==== TASK INPUT
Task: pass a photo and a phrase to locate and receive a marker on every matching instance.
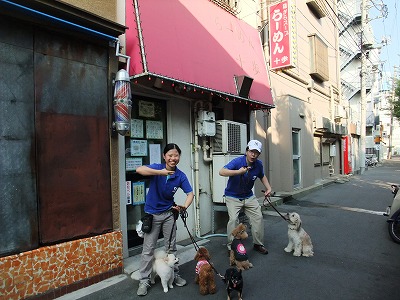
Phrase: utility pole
(389, 155)
(363, 88)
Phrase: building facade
(307, 126)
(60, 229)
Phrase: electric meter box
(206, 123)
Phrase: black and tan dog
(234, 282)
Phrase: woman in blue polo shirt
(165, 180)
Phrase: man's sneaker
(142, 290)
(179, 281)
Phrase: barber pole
(122, 102)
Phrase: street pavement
(354, 257)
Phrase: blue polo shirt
(240, 186)
(162, 189)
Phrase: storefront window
(143, 146)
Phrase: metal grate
(234, 140)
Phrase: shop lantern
(122, 102)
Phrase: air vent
(230, 137)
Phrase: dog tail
(160, 254)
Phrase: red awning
(198, 43)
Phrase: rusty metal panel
(18, 213)
(72, 138)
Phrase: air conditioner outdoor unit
(230, 137)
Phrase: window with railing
(319, 69)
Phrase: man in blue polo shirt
(243, 172)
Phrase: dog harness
(239, 250)
(200, 264)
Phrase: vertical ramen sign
(282, 35)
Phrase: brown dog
(238, 255)
(204, 272)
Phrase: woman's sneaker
(179, 281)
(142, 290)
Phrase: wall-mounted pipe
(77, 26)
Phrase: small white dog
(163, 266)
(299, 240)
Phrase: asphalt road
(354, 257)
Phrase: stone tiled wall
(51, 268)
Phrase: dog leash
(184, 214)
(268, 199)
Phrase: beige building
(308, 122)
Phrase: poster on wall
(154, 130)
(146, 109)
(155, 153)
(137, 130)
(282, 34)
(138, 148)
(138, 193)
(132, 163)
(128, 192)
========
### GIVEN REQUEST
Rewrite all the items above, leaving out the pictures, and substitute "green polo shirt" for "blue polo shirt" wherever it appears, with everything else unchanged.

### OUTPUT BELOW
Task: pass a photo and a phrase to locate and receive a marker on every matching instance.
Phrase: utility pole
(389, 155)
(363, 88)
Phrase: building facade
(307, 126)
(60, 229)
Phrase: electric meter box
(206, 123)
Phrase: black and tan dog
(234, 282)
Phrase: woman in green polo shirt
(165, 180)
Phrase: man's sneaker
(142, 290)
(179, 281)
Phrase: barber pole
(122, 102)
Phrase: street pavement
(354, 257)
Phrase: green polo shirt
(240, 186)
(162, 189)
Phrase: storefront window
(143, 146)
Phrase: metal grate
(234, 140)
Phrase: shop lantern
(122, 102)
Phrase: air vent
(230, 137)
Phrase: dog tail
(160, 254)
Phrase: red awning
(198, 43)
Phrase: rusty metal panel
(18, 213)
(72, 138)
Phrase: air conditioner outdoor unit
(230, 137)
Phrase: window with railing
(319, 69)
Phrase: man in green polo shirt
(243, 172)
Phrase: dog harness
(239, 250)
(200, 264)
Phrase: vertical ramen sign
(282, 35)
Phrase: brown dog
(238, 255)
(204, 272)
Phrase: woman's sneaker
(179, 281)
(142, 290)
Phrase: wall-mounted pipe
(77, 26)
Phrase: small white dog
(163, 266)
(299, 240)
Phrase: asphalt road
(354, 257)
Phrase: stone tiled wall
(51, 268)
Phrase: dog leash
(184, 214)
(268, 199)
Phrase: beige building
(308, 122)
Phrase: poster on wall
(154, 130)
(146, 109)
(155, 153)
(137, 130)
(282, 34)
(138, 148)
(138, 193)
(132, 163)
(128, 192)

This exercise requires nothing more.